- _SELECTED EXCERPT_:
=== Begin Enclosure ===

According to Fortune, last week’s Trump-Xi summit avoided immediate escalation but revealed the fundamental failure of America’s China strategy. The meeting produced only modest agreements – China will buy “large amounts” of US soybean meal matching their average purchases over the past five years, and both sides temporarily lifted some tariffs including port fees on China’s maritime industries. Only 2 out of 35 Chinese CEOs surveyed rated the summit a “12” on a 1-10 scale, while 82% of CEOs at a Yale Washington gathering condemned using tariffs to interfere in foreign countries’ politics. The U.S. Trade Representative had just initiated an investigation into China’s failure to fulfill its 2020 Phase One Agreement commitments days before the summit, yet the latest negotiations failed to address these issues or reach any new trade agreement.
The Collective Action Problem
Here’s the thing about trade wars – you can’t fight them alone. And that’s exactly what Trump keeps trying to do. The administration’s own analysis shows China’s market manipulations require collective action, but Trump has systematically undermined potential alliances with his indiscriminate tariff use. He’s hitting Canada over a TV ad, Brazil over Bolsonaro’s legal troubles, and South Africa over land reform. The Wall Street Journal called his Canada tariff move a “tantrum” – and they’re not exactly known for anti-Trump rhetoric.
So what happens when you alienate everyone who should be on your side? You end up fighting China alone. And let’s be real – no single country can out-trade-war the world’s manufacturing hub. The uncertainty from all these tariffs has slowed global growth and made traditional U.S. allies more vulnerable to Chinese pressure. It’s like trying to organize a neighborhood watch while simultaneously keying everyone’s cars.
Meanwhile, China’s Playing the Long Game
While Trump’s been busy picking fights with everyone, Xi Jinping has been building China’s influence across the globe. He’s investing in Southeast Asian rail projects, South American ports, and think tanks shaping discourse in Africa and Latin America. China’s been fortifying its industrial champions like Huawei and BYD, and they’ve been pursuing economic self-sufficiency since Trump’s first trade war.
The power shift is real. Fortune notes that “the whispers of China’s rise have been ongoing since the Obama administration, but the power that was unintentionally ceded due to the actions taken by the first and second Trump administrations cannot be overlooked.” Xi presents China as the stable, multilateral partner while Trump comes off as unpredictable and unilateral. Who would you rather do business with?
The Global Collateral Damage
The economic fallout is spreading far beyond U.S.-China relations. Canada’s economy is weakening due to what Bank of Canada Governor Tiff Macklem calls a “structural transition” from U.S. tariffs that has “destroyed some of the capacity” in the country. Mexico’s GDP contracted last quarter, sparking recession fears as their industrial sector gets hammered by trade tensions. German manufacturing orders have come to a standstill amid tariff uncertainty, performing worse than during the COVID-19 pandemic.
And get this – 71% of CEOs see the tariffs as harmful, with roughly 60% saying Trump’s policies won’t stimulate domestic manufacturing investment in either the short or long term. So we’re damaging allied economies without even getting the supposed benefits. The Asian factory slowdown shows this isn’t just hurting Western economies either.
What Comes Next?
The temporary truce on rare earth exports only lasts one year, and it’s already looking shaky since China’s access depends on getting U.S. semiconductors – which Trump has ruled out. We’ve seen this movie before during Trump’s first term, when China promised to buy more soybeans and reduce fentanyl flows but never delivered on the Phase One Agreement.
Basically, we’re right back where we started before Trump took office, except now everything costs more to manufacture and our allies’ economies are weaker. The summit revealed that Trump started a trade war America can’t win alone, and he’s burned the bridges needed to build a coalition. Without carrots to complement the tariff stick, the U.S. risks becoming increasingly isolated while China continues its steady global rise. Not exactly the “winning” scenario we were promised.

=== End Enclosure ===

[Referring expression data]
=== Begin Enclosure ===

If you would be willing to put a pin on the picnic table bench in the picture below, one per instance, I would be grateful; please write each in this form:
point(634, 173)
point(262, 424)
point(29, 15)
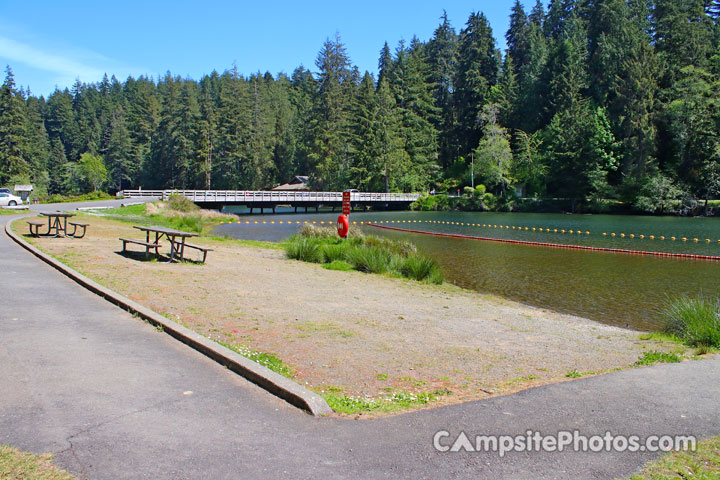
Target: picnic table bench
point(148, 245)
point(57, 225)
point(75, 227)
point(177, 239)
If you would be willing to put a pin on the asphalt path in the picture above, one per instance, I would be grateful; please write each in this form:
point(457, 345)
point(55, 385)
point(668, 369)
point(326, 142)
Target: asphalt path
point(113, 398)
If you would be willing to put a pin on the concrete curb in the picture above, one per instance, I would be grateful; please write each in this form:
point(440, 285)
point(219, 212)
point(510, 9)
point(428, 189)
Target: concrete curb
point(273, 382)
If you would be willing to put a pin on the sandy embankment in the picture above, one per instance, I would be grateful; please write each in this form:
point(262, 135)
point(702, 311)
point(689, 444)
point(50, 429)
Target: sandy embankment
point(363, 333)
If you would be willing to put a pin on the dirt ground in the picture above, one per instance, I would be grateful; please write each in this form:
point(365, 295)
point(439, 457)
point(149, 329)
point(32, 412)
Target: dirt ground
point(366, 334)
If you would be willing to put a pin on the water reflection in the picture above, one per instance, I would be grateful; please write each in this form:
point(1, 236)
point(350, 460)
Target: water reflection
point(623, 290)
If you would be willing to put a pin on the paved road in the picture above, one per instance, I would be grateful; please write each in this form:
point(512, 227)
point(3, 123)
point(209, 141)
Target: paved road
point(114, 399)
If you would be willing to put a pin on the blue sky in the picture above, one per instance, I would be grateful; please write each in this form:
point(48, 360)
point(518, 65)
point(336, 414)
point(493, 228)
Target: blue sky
point(51, 43)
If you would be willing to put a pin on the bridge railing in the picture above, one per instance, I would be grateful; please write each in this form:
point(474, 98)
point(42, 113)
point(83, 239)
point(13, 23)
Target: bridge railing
point(250, 196)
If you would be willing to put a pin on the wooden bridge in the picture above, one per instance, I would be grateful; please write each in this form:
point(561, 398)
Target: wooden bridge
point(217, 199)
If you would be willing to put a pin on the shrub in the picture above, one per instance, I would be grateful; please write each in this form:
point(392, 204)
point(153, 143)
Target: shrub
point(695, 320)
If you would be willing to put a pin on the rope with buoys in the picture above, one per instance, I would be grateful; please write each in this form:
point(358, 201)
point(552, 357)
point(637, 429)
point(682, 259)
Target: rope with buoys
point(552, 245)
point(546, 230)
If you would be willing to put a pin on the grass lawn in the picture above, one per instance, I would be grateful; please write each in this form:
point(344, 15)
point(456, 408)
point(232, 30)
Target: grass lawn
point(702, 464)
point(17, 465)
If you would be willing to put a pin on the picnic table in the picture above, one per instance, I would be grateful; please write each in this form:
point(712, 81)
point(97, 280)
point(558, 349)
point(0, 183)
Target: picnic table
point(58, 225)
point(177, 239)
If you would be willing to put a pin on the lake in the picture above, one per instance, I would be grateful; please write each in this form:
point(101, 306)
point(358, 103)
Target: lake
point(617, 289)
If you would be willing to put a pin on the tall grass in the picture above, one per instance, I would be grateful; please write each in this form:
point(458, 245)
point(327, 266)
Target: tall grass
point(364, 253)
point(695, 320)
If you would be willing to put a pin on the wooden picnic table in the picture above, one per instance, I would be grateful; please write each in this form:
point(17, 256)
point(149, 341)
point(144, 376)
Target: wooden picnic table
point(175, 237)
point(55, 223)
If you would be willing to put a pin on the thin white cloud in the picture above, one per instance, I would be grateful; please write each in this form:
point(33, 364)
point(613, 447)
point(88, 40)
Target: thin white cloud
point(61, 65)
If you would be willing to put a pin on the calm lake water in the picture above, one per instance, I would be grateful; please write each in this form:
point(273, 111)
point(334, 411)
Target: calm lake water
point(618, 289)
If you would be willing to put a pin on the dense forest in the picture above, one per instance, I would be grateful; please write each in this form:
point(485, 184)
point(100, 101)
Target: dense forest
point(593, 101)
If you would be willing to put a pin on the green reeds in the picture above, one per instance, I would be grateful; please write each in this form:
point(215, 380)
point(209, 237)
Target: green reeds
point(695, 320)
point(364, 253)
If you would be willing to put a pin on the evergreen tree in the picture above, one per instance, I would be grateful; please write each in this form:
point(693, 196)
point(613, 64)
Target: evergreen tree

=== End Enclosure ===

- _WORK REQUIRED_: Copy the stretch from "The Global Collateral" through "Western economies either." word for word from the piece on the Trump-Xi summit.

- _WRITTEN SOLUTION_:
The Global Collateral Damage
The economic fallout is spreading far beyond U.S.-China relations. Canada’s economy is weakening due to what Bank of Canada Governor Tiff Macklem calls a “structural transition” from U.S. tariffs that has “destroyed some of the capacity” in the country. Mexico’s GDP contracted last quarter, sparking recession fears as their industrial sector gets hammered by trade tensions. German manufacturing orders have come to a standstill amid tariff uncertainty, performing worse than during the COVID-19 pandemic.
And get this – 71% of CEOs see the tariffs as harmful, with roughly 60% saying Trump’s policies won’t stimulate domestic manufacturing investment in either the short or long term. So we’re damaging allied economies without even getting the supposed benefits. The Asian factory slowdown shows this isn’t just hurting Western economies either.